* _EXCERPTED PASSAGE_
The independent gas infrastructure companies Gasunie (Netherlands), Fluxys Belgium and Energinet.dk (Denmark) signed a joint declaration on 14 June 2012 to commit themselves to taking a proactive role in order to support a 100% carbon-neutral gas supply in their network infrastructures in 2050.
GRTgaz and Swedegas decided to actively support this initiative by joining the cooperation the 24 April 2013and Gaznat on 20 May 2014. Today, The German ONTRAS Gastransport is joining, too.
The companies emphasise that in the coming decades gas infrastructure will play a key role in the solution for reducing CO2-emissions in the European Union. The gas systems not only offer excellent opportunities to secure an affordable energy supply to European citizens and companies and, at the same time, facilitate the increase of the share of renewable energy and enable the development of a low-carbon economy towards 2050. Rather, for years the gas networks already contribute for environmental improvement by an increasing integration of renewable gases.

* _EXCERPTED RECORDS_
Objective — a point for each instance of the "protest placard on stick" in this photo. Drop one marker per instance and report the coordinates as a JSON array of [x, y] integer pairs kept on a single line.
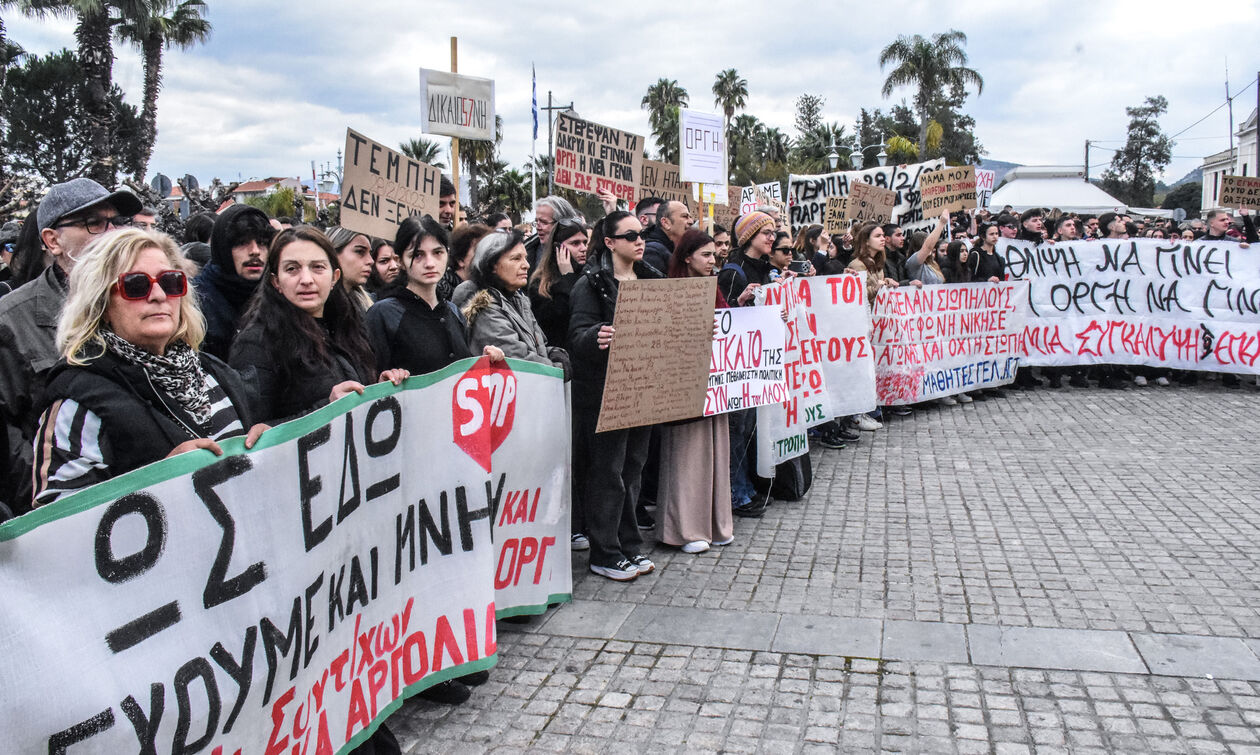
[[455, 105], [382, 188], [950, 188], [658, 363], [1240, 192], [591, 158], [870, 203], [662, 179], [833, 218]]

* * *

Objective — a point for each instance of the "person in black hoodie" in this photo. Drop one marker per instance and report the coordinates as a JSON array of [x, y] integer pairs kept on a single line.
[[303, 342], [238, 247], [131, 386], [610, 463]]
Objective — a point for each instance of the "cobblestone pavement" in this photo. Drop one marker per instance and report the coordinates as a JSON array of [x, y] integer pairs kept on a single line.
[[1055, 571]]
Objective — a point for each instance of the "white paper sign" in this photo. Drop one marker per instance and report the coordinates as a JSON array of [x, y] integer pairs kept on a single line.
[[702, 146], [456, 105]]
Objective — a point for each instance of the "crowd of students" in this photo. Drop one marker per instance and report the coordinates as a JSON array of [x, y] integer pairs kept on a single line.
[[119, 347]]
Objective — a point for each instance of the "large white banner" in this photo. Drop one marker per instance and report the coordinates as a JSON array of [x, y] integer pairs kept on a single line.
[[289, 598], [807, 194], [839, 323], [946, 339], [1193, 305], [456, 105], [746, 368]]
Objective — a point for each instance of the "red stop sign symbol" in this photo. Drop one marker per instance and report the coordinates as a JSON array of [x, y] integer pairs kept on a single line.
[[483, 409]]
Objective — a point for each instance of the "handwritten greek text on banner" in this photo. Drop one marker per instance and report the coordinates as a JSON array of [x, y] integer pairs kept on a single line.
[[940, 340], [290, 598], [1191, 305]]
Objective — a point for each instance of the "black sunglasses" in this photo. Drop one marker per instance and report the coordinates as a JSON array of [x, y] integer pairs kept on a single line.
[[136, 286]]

* _EXERCISE PROMPT_
Summarize the passage above on the gas network companies' 2050 carbon-neutral commitment in two sentences.

* _SOLUTION FOR THIS TASK_
Gasunie, Fluxys Belgium and Energinet.dk signed a joint declaration on 14 June 2012 committing to a proactive role in supporting a 100% carbon-neutral gas supply in their networks by 2050, and GRTgaz, Swedegas, Gaznat and now ONTRAS Gastransport have joined that cooperation. The companies stress that gas infrastructure will be key to cutting CO2 emissions in the European Union, since it can secure affordable energy while helping raise the share of renewables, and the networks already contribute by integrating more renewable gases.